#### [PASSAGE SHOWN]
*****
Tag Archives: nugget

A Nugget of Kindness

I took a final gurgling slurp through my straw, balled up the empty hamburger wrapper and gathered trash as I stood to leave. That’s when I heard the little boy at the next table.

“No more chicken nuggets? I’m still hungry.”

As he asked, he and his little sister opened and shut the empty containers several times as if to verify their mother’s response when she answered “All gone.” The sight of two hungry kids looking earnestly between empty containers and their mother’s face almost made me ill. Memories have power. Even mine, some twenty years later.

My kids, then four and five, had just finished their own chicken nuggets. They were happily playing with the meal’s tiny toy when my daughter stopped and looked at me.

“No more chicken nuggets?”
*****
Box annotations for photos
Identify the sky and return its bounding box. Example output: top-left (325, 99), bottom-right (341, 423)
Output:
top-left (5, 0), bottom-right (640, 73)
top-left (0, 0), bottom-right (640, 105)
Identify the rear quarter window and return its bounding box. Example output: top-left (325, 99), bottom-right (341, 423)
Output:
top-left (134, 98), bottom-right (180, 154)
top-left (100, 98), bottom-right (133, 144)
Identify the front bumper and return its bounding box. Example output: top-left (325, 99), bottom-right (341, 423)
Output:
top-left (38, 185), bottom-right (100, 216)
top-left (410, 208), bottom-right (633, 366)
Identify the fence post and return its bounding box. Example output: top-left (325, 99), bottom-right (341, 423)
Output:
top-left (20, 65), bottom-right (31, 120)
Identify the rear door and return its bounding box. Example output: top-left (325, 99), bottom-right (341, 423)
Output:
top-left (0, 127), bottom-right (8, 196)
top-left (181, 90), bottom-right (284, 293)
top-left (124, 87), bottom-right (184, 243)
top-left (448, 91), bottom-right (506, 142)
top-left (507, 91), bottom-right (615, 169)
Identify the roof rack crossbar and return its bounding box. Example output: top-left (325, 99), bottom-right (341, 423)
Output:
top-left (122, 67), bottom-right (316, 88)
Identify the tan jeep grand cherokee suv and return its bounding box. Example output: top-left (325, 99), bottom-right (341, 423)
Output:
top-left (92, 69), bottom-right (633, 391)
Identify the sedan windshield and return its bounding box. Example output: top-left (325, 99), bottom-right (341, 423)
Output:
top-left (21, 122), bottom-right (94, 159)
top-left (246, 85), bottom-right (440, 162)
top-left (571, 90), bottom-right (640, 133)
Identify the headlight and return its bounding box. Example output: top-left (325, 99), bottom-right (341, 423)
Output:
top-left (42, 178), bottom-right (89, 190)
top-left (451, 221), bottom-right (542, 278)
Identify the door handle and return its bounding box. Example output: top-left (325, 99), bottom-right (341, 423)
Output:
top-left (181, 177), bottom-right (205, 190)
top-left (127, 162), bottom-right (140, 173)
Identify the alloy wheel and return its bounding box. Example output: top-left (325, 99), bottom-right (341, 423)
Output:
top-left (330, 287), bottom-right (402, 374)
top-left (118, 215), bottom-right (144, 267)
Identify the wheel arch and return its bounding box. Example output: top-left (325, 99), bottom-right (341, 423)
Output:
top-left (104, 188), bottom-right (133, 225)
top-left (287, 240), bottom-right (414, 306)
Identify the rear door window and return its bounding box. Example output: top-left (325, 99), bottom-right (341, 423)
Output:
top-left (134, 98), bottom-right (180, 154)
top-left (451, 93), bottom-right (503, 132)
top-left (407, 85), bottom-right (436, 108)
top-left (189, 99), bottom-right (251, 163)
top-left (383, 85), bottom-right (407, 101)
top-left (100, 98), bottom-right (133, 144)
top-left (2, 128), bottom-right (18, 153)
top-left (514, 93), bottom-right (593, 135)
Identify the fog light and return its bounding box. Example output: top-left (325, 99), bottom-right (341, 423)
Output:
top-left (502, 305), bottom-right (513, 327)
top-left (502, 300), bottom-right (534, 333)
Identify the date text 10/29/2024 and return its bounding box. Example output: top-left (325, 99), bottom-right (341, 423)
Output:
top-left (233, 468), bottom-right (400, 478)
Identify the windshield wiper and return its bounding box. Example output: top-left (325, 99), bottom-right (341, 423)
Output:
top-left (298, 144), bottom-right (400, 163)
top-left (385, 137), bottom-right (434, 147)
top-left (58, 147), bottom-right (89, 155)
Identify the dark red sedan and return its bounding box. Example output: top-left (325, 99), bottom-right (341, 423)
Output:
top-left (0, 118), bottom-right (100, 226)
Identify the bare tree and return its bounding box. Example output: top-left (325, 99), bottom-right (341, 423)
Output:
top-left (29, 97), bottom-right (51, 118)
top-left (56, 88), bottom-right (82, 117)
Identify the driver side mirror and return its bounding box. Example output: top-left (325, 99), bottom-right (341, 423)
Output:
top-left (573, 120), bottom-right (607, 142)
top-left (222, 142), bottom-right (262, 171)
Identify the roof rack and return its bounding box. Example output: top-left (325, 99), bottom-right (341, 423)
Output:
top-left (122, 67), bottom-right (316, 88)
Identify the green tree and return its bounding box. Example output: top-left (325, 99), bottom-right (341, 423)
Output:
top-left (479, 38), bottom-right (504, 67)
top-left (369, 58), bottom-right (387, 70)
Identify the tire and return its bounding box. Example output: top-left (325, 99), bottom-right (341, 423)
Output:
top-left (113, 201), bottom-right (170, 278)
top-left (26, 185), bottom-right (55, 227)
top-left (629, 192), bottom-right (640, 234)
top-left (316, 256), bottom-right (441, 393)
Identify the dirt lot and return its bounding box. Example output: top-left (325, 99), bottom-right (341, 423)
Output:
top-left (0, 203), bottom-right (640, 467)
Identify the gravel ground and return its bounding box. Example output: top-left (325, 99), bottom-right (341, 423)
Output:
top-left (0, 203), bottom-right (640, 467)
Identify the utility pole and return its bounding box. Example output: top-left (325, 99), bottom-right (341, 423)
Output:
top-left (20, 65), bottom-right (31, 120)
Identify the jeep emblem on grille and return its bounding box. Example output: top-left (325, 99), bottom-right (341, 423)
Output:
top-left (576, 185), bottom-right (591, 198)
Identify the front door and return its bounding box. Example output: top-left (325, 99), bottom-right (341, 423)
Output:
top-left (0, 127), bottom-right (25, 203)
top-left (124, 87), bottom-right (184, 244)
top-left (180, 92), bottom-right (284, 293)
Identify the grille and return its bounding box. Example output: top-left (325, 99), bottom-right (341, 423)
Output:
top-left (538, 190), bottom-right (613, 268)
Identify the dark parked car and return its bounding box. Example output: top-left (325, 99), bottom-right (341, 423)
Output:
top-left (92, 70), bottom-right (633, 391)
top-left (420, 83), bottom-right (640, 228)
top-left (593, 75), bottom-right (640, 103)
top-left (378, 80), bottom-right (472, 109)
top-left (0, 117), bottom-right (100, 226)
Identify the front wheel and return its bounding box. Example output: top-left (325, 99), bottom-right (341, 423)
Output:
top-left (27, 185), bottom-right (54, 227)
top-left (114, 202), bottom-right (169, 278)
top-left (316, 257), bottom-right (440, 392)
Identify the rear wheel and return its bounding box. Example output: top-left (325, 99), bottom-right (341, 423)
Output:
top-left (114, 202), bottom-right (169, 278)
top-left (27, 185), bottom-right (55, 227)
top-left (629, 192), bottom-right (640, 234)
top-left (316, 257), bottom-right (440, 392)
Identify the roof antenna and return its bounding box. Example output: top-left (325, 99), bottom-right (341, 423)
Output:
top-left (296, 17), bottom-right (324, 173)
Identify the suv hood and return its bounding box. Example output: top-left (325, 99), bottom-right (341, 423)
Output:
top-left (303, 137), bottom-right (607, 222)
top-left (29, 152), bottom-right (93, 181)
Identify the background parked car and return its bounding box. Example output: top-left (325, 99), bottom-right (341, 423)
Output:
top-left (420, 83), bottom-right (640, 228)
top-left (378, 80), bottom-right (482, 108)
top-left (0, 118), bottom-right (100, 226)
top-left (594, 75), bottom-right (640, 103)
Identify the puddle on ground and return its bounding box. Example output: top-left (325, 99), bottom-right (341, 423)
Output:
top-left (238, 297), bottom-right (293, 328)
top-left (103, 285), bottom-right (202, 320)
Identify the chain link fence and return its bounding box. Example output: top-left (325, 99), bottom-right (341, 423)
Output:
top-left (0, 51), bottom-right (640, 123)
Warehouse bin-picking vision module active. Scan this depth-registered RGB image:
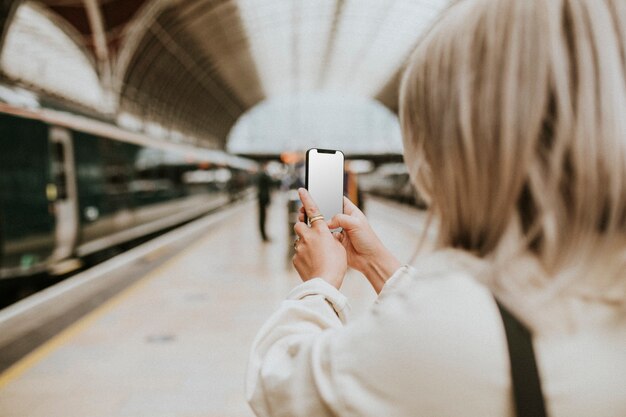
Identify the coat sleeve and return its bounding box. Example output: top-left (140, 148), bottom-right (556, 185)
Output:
top-left (246, 278), bottom-right (349, 417)
top-left (246, 267), bottom-right (414, 417)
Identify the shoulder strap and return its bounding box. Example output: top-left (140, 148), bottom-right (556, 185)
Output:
top-left (496, 300), bottom-right (547, 417)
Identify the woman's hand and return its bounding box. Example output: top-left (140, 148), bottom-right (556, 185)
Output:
top-left (293, 188), bottom-right (348, 289)
top-left (299, 197), bottom-right (401, 293)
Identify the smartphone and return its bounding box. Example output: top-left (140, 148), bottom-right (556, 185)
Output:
top-left (304, 148), bottom-right (344, 223)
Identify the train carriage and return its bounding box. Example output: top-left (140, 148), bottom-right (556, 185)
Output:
top-left (0, 103), bottom-right (255, 279)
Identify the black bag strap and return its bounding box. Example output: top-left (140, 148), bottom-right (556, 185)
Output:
top-left (496, 300), bottom-right (547, 417)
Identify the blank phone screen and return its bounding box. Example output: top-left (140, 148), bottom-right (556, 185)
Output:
top-left (307, 149), bottom-right (344, 221)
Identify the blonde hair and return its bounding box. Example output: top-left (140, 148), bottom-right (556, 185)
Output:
top-left (400, 0), bottom-right (626, 326)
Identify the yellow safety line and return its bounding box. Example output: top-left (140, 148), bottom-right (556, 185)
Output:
top-left (0, 231), bottom-right (209, 389)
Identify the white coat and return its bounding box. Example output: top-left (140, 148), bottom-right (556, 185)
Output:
top-left (246, 249), bottom-right (626, 417)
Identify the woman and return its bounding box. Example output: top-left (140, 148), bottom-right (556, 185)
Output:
top-left (247, 0), bottom-right (626, 417)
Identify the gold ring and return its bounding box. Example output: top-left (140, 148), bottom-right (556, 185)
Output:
top-left (309, 214), bottom-right (324, 225)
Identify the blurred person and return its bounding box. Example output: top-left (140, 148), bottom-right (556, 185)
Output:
top-left (257, 163), bottom-right (272, 242)
top-left (246, 0), bottom-right (626, 417)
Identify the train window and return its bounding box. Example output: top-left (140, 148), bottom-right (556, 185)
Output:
top-left (52, 142), bottom-right (67, 200)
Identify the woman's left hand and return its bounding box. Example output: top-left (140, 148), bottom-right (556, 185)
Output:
top-left (293, 188), bottom-right (348, 289)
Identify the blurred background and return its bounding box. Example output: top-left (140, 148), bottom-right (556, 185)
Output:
top-left (0, 0), bottom-right (438, 417)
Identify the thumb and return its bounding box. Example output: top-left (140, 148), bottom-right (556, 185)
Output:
top-left (328, 214), bottom-right (359, 232)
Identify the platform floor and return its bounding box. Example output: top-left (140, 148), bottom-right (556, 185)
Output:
top-left (0, 194), bottom-right (424, 417)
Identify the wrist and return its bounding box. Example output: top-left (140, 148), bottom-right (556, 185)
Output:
top-left (361, 248), bottom-right (402, 293)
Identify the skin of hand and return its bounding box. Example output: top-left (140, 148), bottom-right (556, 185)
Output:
top-left (293, 188), bottom-right (348, 289)
top-left (298, 193), bottom-right (401, 293)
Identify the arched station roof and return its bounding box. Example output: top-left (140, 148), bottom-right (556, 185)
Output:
top-left (0, 0), bottom-right (448, 148)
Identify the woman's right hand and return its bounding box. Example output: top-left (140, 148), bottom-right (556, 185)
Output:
top-left (299, 197), bottom-right (401, 293)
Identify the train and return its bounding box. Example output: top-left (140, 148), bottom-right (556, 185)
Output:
top-left (0, 102), bottom-right (257, 283)
top-left (359, 162), bottom-right (427, 209)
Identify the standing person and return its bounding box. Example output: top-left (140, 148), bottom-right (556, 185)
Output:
top-left (246, 0), bottom-right (626, 417)
top-left (257, 163), bottom-right (272, 242)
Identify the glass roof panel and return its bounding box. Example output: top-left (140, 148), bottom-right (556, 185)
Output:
top-left (227, 93), bottom-right (402, 155)
top-left (0, 3), bottom-right (106, 110)
top-left (237, 0), bottom-right (449, 97)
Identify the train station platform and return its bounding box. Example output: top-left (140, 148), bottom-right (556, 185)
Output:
top-left (0, 194), bottom-right (424, 417)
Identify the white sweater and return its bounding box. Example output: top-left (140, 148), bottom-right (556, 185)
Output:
top-left (246, 255), bottom-right (626, 417)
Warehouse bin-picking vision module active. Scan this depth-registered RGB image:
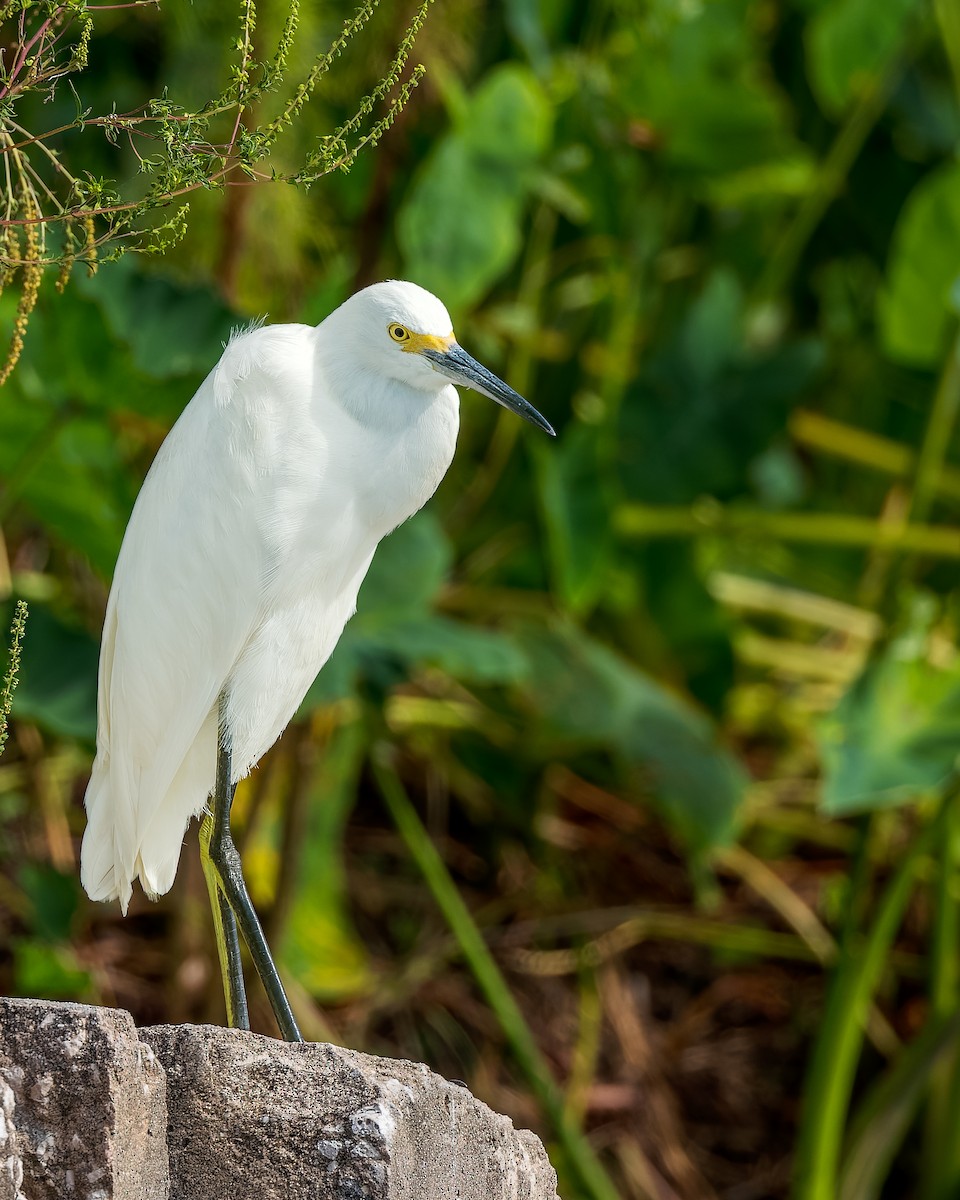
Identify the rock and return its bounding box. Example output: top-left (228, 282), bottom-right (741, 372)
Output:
top-left (140, 1025), bottom-right (557, 1200)
top-left (0, 1000), bottom-right (557, 1200)
top-left (0, 1000), bottom-right (169, 1200)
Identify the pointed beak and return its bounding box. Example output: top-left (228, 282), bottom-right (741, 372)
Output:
top-left (420, 342), bottom-right (557, 438)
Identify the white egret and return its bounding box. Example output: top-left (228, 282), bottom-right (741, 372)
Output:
top-left (80, 281), bottom-right (553, 1040)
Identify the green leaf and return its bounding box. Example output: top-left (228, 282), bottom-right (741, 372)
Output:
top-left (806, 0), bottom-right (916, 116)
top-left (18, 862), bottom-right (80, 942)
top-left (397, 65), bottom-right (551, 308)
top-left (612, 0), bottom-right (798, 175)
top-left (397, 137), bottom-right (520, 308)
top-left (877, 163), bottom-right (960, 366)
top-left (350, 509), bottom-right (454, 631)
top-left (818, 614), bottom-right (960, 815)
top-left (461, 62), bottom-right (552, 166)
top-left (520, 625), bottom-right (746, 851)
top-left (77, 258), bottom-right (236, 379)
top-left (5, 604), bottom-right (100, 742)
top-left (12, 937), bottom-right (94, 1001)
top-left (364, 616), bottom-right (528, 684)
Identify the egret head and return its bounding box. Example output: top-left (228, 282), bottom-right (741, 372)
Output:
top-left (343, 280), bottom-right (554, 437)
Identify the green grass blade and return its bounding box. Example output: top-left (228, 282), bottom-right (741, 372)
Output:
top-left (372, 745), bottom-right (618, 1200)
top-left (793, 821), bottom-right (942, 1200)
top-left (0, 600), bottom-right (26, 754)
top-left (839, 1013), bottom-right (960, 1200)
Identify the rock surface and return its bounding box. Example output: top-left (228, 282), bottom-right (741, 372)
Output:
top-left (0, 1000), bottom-right (557, 1200)
top-left (0, 1000), bottom-right (169, 1200)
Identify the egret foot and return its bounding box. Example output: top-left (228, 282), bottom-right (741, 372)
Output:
top-left (200, 815), bottom-right (250, 1030)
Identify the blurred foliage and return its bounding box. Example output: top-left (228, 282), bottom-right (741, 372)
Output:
top-left (0, 0), bottom-right (960, 1200)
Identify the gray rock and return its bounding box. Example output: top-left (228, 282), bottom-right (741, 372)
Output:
top-left (0, 1000), bottom-right (557, 1200)
top-left (140, 1025), bottom-right (557, 1200)
top-left (0, 1000), bottom-right (169, 1200)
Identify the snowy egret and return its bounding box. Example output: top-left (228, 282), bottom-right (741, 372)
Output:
top-left (80, 281), bottom-right (553, 1040)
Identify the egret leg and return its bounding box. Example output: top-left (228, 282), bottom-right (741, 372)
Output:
top-left (200, 792), bottom-right (250, 1030)
top-left (200, 696), bottom-right (304, 1042)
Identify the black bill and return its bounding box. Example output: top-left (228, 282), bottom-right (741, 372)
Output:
top-left (421, 342), bottom-right (557, 438)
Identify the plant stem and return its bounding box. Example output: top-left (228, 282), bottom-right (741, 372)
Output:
top-left (614, 500), bottom-right (960, 558)
top-left (751, 62), bottom-right (901, 305)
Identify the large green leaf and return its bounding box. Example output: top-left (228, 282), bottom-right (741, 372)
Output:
top-left (806, 0), bottom-right (917, 115)
top-left (612, 0), bottom-right (799, 175)
top-left (77, 258), bottom-right (238, 379)
top-left (278, 722), bottom-right (371, 1000)
top-left (619, 270), bottom-right (823, 504)
top-left (304, 510), bottom-right (527, 710)
top-left (520, 625), bottom-right (746, 851)
top-left (534, 425), bottom-right (616, 614)
top-left (4, 604), bottom-right (100, 742)
top-left (397, 65), bottom-right (551, 308)
top-left (878, 162), bottom-right (960, 366)
top-left (818, 630), bottom-right (960, 815)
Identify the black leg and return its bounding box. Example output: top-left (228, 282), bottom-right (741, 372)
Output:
top-left (200, 729), bottom-right (250, 1030)
top-left (202, 706), bottom-right (304, 1042)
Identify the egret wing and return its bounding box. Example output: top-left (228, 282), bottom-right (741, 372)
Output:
top-left (82, 326), bottom-right (312, 907)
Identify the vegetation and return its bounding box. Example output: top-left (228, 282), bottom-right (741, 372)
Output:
top-left (0, 0), bottom-right (960, 1200)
*****
#### [WHAT TO PRODUCE]
Pick up the story titled "A Nugget of Kindness" right after the daughter asks "No more chicken nuggets?" and keep writing it. The listing is separate material and unrelated to the text.

#### [THE ANSWER]
Those were bleak years for me. A divorce, a lay-off, rent payment, car payment, and everyday bills made life challenging. Unfortunately, maybe fortunately, the kids and I frequented this fast food restaurant once a week. They occasionally saw friends there and always wanted chicken nuggets. They had stopped asking for sundaes. I was glad. I’d run out of excuses as to why they couldn’t have them. Never mentioning what they’d not have understood – money was tight. They looked forward to this outing and the same elderly cashier greeted us each time, always playfully interacting with them.

“No more chicken nuggets?” I heard her little voice repeat.

I had absolutely no cash and no other way to pay, but I remembered spare change in the car. Out we went. The kids stood behind me as I leaned inside to gather coins. There were fewer than I remembered, but was thrilled to find a total of fifty-six cents. Two quarters, a nickel, and a penny impossibly stuck to an old gummy bear. Money just the same.

Back at the table, I left the kids to their sodas while I went to the counter. Embarrassing! But my feelings of shame were overpowered by the desire to hand my kids more nuggets after watching them peer longingly into empty boxes. I guess it was symbolic. They wanted something. I should be able to give it to them.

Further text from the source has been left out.